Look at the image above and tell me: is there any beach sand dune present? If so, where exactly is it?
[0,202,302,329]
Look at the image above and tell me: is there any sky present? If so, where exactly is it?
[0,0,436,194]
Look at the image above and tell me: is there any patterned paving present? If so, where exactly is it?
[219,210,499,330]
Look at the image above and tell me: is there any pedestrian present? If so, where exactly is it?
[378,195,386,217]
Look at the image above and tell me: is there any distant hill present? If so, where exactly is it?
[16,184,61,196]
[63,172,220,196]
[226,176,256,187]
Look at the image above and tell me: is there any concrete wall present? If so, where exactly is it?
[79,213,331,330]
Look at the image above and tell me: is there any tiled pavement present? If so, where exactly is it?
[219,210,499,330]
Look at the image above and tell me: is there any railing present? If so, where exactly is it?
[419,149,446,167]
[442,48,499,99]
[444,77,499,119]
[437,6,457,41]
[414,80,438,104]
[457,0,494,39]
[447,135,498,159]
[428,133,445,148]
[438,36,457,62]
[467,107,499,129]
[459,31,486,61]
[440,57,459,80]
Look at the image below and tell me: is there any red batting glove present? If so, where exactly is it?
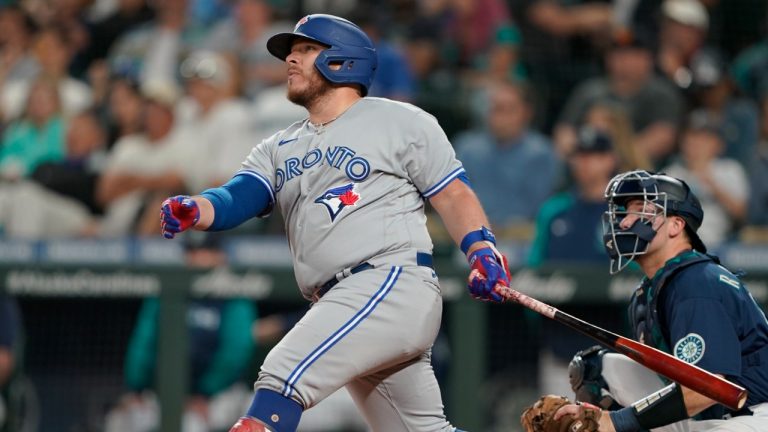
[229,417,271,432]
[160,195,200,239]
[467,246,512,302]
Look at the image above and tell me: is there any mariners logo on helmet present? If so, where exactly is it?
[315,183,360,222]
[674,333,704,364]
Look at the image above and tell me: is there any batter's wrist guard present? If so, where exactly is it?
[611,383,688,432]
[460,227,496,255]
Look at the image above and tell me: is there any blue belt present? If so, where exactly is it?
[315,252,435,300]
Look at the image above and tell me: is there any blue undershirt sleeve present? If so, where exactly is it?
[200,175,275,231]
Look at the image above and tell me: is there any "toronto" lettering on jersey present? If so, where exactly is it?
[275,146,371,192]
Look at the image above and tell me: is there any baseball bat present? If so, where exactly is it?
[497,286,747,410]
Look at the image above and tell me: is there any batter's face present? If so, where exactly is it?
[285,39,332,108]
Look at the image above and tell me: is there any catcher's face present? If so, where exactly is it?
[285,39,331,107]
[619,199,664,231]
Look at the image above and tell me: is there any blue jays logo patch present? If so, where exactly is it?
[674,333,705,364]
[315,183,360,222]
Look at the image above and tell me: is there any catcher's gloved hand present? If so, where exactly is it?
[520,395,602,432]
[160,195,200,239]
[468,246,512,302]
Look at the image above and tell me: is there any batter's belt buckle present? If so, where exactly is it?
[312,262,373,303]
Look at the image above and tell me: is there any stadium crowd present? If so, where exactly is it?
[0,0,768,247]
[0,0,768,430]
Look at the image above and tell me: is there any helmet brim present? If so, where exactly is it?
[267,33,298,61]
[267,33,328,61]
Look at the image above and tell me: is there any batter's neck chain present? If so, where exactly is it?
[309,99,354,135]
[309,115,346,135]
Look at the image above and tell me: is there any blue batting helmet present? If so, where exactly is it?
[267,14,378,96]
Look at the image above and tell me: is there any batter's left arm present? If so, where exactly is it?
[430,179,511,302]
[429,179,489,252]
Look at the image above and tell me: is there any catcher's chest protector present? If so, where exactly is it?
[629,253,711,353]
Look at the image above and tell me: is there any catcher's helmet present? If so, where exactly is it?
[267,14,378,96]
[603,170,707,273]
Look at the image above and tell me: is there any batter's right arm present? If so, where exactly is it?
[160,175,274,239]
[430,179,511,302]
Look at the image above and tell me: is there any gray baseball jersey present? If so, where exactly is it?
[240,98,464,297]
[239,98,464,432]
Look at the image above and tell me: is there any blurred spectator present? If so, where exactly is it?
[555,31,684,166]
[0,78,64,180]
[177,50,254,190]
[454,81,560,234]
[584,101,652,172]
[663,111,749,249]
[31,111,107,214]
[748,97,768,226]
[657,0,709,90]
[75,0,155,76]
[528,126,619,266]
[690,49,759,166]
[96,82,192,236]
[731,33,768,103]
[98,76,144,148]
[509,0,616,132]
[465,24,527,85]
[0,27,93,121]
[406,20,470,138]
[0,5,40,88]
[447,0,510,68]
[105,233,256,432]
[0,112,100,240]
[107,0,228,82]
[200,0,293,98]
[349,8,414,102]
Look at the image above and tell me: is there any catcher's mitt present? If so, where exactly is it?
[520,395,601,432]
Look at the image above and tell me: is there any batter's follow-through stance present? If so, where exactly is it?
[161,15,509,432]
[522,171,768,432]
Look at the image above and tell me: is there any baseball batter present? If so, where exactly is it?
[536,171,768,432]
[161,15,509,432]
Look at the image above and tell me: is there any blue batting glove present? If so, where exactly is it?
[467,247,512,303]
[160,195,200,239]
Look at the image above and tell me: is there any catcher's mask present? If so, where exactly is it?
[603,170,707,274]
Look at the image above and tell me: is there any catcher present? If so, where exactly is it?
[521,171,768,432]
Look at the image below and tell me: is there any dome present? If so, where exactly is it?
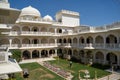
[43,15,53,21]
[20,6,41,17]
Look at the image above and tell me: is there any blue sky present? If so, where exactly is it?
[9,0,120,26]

════════════════════

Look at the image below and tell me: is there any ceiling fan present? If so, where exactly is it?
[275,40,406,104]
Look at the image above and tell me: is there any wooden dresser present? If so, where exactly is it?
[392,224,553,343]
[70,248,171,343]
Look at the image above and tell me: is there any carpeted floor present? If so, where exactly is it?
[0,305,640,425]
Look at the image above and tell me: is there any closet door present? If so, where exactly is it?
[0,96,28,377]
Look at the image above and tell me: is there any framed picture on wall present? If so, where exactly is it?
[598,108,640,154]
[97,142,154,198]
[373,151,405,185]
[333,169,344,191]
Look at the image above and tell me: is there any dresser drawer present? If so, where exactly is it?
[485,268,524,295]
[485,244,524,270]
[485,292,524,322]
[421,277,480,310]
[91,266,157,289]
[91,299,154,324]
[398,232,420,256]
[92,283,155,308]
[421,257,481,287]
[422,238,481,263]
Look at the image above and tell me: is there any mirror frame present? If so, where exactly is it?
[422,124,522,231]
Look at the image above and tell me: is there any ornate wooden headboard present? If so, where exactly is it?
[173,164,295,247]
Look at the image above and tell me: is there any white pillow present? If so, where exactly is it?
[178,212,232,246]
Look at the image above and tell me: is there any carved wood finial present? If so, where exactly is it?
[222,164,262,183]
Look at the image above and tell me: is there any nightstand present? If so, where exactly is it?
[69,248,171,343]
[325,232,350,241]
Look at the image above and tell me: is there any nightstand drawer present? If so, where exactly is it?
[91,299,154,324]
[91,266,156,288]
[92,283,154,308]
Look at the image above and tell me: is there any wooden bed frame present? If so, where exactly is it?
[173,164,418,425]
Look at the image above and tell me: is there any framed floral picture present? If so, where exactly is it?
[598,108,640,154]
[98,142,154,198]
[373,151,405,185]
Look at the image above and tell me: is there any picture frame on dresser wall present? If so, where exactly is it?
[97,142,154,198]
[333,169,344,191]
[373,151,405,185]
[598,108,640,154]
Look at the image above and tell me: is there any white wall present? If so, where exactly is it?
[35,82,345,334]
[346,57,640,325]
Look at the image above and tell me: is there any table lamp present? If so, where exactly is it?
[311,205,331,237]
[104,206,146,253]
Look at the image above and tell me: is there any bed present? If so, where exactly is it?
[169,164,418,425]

════════════════════

**REQUEST:**
Copy out the entries between the line holding "sleeve present? If so, where exactly is it?" and the line holding "[629,253,711,353]", inclusive, word for word.

**RESPONSE TO THE TASK:**
Look at the image above and tell me: is there any blue undershirt sleeve present? If so, where exactly is it?
[200,175,275,231]
Look at the image above and tell me: is there any "toronto" lettering on jersey present? If so, where exactly is it?
[275,146,371,192]
Look at the image above and tell me: is there any baseball bat present? If so, where exactly is it?
[497,286,747,410]
Look at the image above and tell me: is there any batter's face present? If so, where exactly is it?
[285,39,332,108]
Look at the image above and tell me: is there any catcher's face present? If so, where exactly is it?
[285,39,331,107]
[619,199,664,231]
Look at the image above and tell me: is there any blue jays logo patch present? If so, where exactly is it?
[674,333,705,364]
[315,183,360,222]
Look at the image above and tell me: is there any catcher's gloved hand present? If so, where exactly is it?
[520,395,602,432]
[160,195,200,239]
[468,246,512,302]
Look at the image above and tell me: is there any batter's belt buckle present? If so, where exactly is it?
[312,262,373,303]
Look at the image above and tell me: is there any stadium crowd present? If so, where exactly is it?
[0,0,768,247]
[0,0,768,430]
Look at the image above and tell me: is there any helmet brim present? If so, where exactly is it?
[267,33,298,61]
[267,33,328,61]
Look at the image above and tell me: is there any batter's neck chain present? If so, where exactly is it?
[309,99,354,135]
[309,115,346,135]
Look at the image above and tell me: is there any blue batting helmet present? If so, where exactly is it?
[267,14,378,96]
Look at the image above and tell me: is there any batter's left arm present? If so, where exactly is it?
[430,179,511,302]
[429,179,489,252]
Look at the image above and tell me: is there any catcher's chest protector present? If so, where exactly is it?
[629,253,711,353]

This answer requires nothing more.